== Goal of the exercise ==
An exact reprint of every record below is required, with the pictures left out.

───── Records for the task ─────

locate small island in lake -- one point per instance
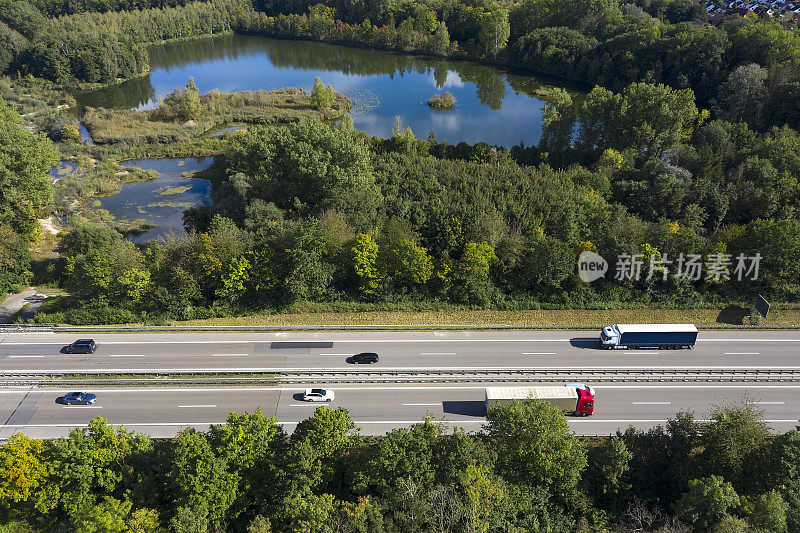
(442, 102)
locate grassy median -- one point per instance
(722, 316)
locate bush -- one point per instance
(442, 102)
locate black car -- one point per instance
(80, 398)
(365, 358)
(82, 346)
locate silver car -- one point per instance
(318, 395)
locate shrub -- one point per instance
(442, 101)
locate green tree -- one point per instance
(23, 469)
(743, 94)
(768, 513)
(194, 110)
(484, 498)
(404, 455)
(108, 516)
(365, 257)
(306, 168)
(706, 503)
(25, 164)
(608, 465)
(494, 29)
(327, 435)
(250, 444)
(644, 117)
(734, 437)
(94, 462)
(407, 263)
(534, 445)
(322, 97)
(472, 272)
(200, 478)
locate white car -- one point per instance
(318, 395)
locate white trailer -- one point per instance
(571, 399)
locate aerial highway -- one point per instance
(378, 407)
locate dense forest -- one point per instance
(25, 189)
(524, 472)
(311, 212)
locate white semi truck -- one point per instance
(664, 336)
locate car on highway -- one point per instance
(318, 395)
(364, 358)
(82, 346)
(79, 398)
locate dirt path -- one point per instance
(16, 302)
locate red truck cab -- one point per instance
(585, 405)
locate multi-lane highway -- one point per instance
(377, 407)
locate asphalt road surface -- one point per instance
(377, 408)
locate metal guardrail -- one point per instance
(474, 375)
(53, 328)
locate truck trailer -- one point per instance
(573, 398)
(664, 336)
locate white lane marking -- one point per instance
(379, 387)
(358, 341)
(540, 368)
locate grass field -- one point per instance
(112, 126)
(558, 317)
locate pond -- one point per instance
(64, 168)
(161, 201)
(492, 105)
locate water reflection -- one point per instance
(161, 201)
(493, 105)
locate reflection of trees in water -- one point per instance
(489, 81)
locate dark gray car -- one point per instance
(365, 358)
(79, 398)
(82, 346)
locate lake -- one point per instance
(493, 105)
(161, 201)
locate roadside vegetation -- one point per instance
(394, 222)
(524, 471)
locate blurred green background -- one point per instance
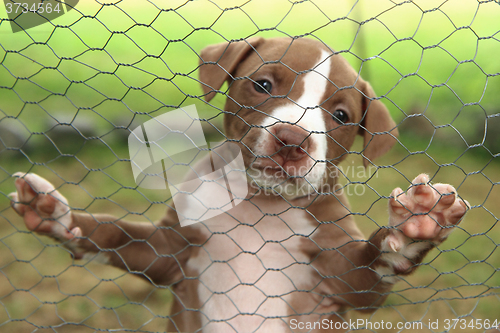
(72, 89)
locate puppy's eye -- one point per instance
(340, 116)
(263, 86)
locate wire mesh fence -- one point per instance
(74, 88)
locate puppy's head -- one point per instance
(295, 108)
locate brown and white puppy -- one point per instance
(290, 257)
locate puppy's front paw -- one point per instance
(43, 208)
(419, 219)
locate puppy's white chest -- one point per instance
(249, 271)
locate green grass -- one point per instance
(101, 71)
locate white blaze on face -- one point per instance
(306, 113)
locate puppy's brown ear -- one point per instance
(377, 127)
(219, 62)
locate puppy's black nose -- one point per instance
(291, 142)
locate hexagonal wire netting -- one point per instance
(73, 89)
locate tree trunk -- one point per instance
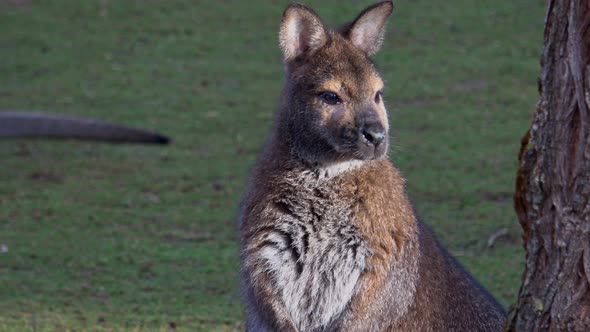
(552, 197)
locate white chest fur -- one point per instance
(316, 271)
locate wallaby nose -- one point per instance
(373, 132)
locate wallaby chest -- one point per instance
(314, 249)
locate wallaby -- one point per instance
(42, 125)
(329, 239)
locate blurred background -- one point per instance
(100, 237)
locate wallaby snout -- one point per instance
(372, 131)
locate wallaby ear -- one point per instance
(301, 32)
(367, 30)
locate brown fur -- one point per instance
(329, 239)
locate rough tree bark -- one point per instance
(552, 197)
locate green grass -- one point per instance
(116, 237)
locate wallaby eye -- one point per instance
(378, 96)
(330, 98)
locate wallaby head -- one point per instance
(332, 104)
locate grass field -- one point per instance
(135, 238)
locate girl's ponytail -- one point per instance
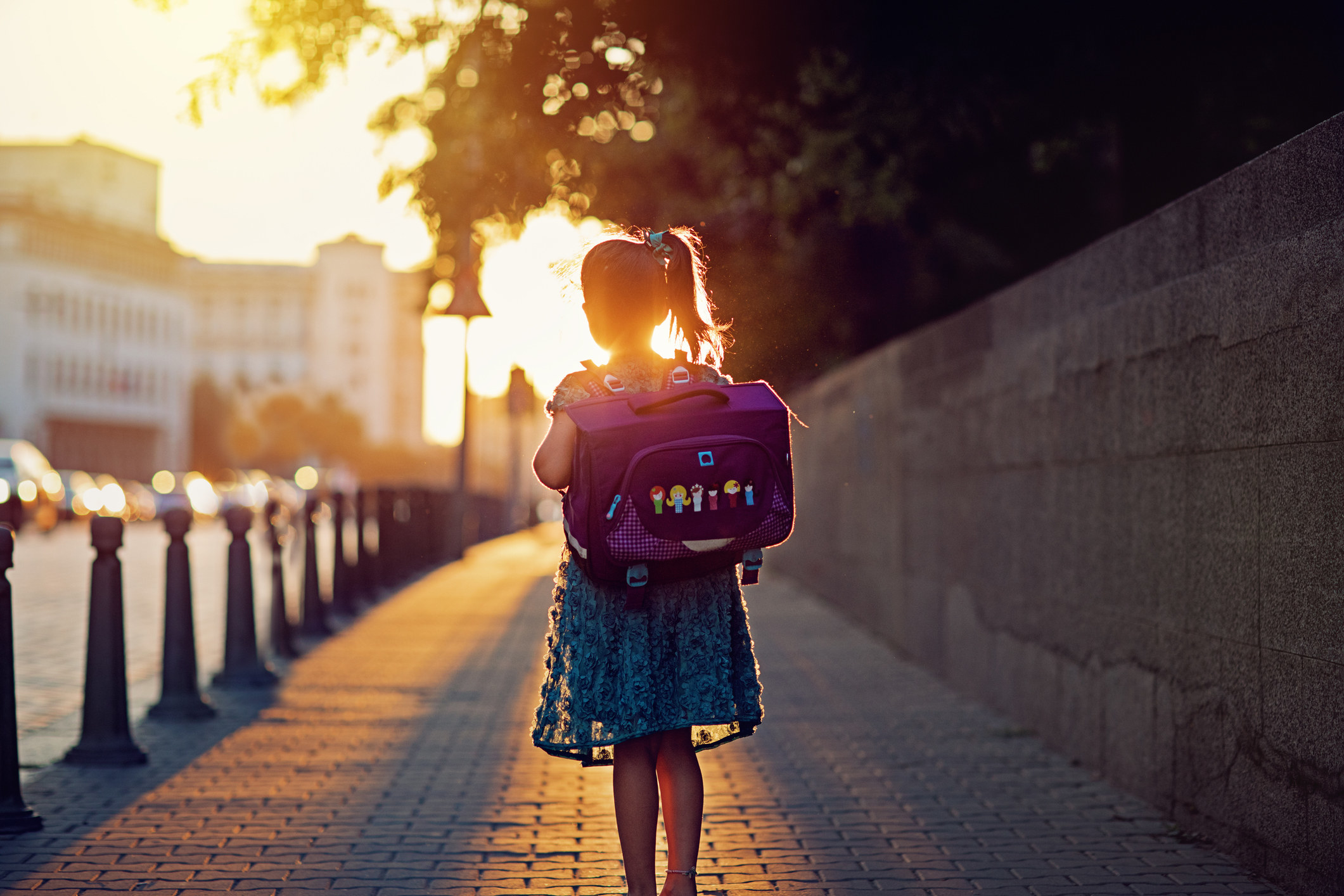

─────

== Answer to the exercise ==
locate small island in lake -- one point per instance
(442, 102)
locate grassy median -- one point per instance
(722, 316)
locate bush -- one point per instance
(442, 102)
locate black car -- one point per instance
(80, 398)
(365, 358)
(82, 346)
locate silver car -- one point per instance
(318, 395)
locate shrub -- one point per instance
(442, 101)
locate green tree -- one point per instance
(23, 469)
(743, 94)
(768, 513)
(194, 110)
(484, 498)
(404, 455)
(108, 516)
(365, 257)
(306, 168)
(706, 503)
(25, 164)
(608, 465)
(494, 29)
(327, 435)
(250, 444)
(644, 117)
(734, 437)
(94, 462)
(407, 263)
(534, 445)
(322, 97)
(472, 272)
(200, 478)
locate white car -- one point per instance
(318, 395)
locate white trailer -- one point per instance
(571, 399)
locate aerial highway -- one point per instance
(378, 407)
locate dense forest -- one point per instance
(25, 189)
(524, 472)
(311, 212)
locate white semi truck -- one point per instance
(664, 336)
locate car on highway -- one point per instance
(318, 395)
(364, 358)
(82, 346)
(79, 398)
locate dirt path -- one point per instance
(16, 302)
locate red truck cab -- one point per instance
(585, 405)
locate multi-lane highway -- one point per instance
(377, 407)
locate asphalt road surface -- one point per instance
(377, 408)
locate metal guardrail -- one point per instance
(474, 375)
(53, 328)
locate truck trailer -- one point per instance
(573, 398)
(664, 336)
locate white lane marking -- one point per instance
(379, 387)
(358, 341)
(540, 368)
locate grass field -- one point per instance
(112, 126)
(558, 317)
locate pond -- one point per instance
(64, 168)
(161, 201)
(492, 105)
locate water reflection -- one point per instance
(161, 201)
(493, 105)
locate reflection of trees in water -- one point per instance
(489, 81)
locate dark gray car -- one point per instance
(365, 358)
(79, 398)
(82, 346)
locate lake -- one point per instance
(493, 105)
(161, 201)
locate roadside vegetation -- one point per instance
(394, 222)
(524, 471)
locate blurred green background -- one point per instance
(72, 89)
locate puppy's eye -- one point per instance
(340, 116)
(263, 86)
locate wire mesh fence -- one point per instance
(74, 88)
locate puppy's head -- one point per instance
(295, 108)
locate brown and white puppy -- one point per instance
(290, 257)
locate puppy's front paw -- one point per instance
(43, 208)
(419, 219)
locate puppy's white chest -- one point per instance
(249, 271)
locate green grass -- one point per instance
(101, 71)
locate white blaze on face -- one point per instance
(306, 113)
locate puppy's brown ear -- one point per instance
(377, 127)
(219, 62)
locate puppy's black nose -- one point per instance
(291, 142)
locate hexagonal wire netting -- one point per instance
(73, 89)
locate tree trunk -- one point per instance
(552, 197)
locate white chest fur -- one point per instance
(316, 271)
locate wallaby nose -- one point per instance
(373, 132)
locate wallaby chest -- one point per instance
(314, 249)
locate wallaby -- one point per instance
(42, 125)
(329, 239)
locate blurred background -- one point per instance
(100, 237)
locate wallaby snout -- one point per instance
(372, 131)
locate wallaby ear -- one point per instance
(301, 32)
(367, 30)
locate brown fur -- one point per instance
(329, 239)
locate rough tree bark -- one point per instance
(552, 197)
locate green grass -- one point per instance
(116, 237)
locate wallaby eye -- one point per instance
(378, 96)
(330, 98)
locate wallaby head -- one point per instance
(332, 104)
locate grass field -- one point per instance
(135, 238)
locate girl's ponytail -- one point per instance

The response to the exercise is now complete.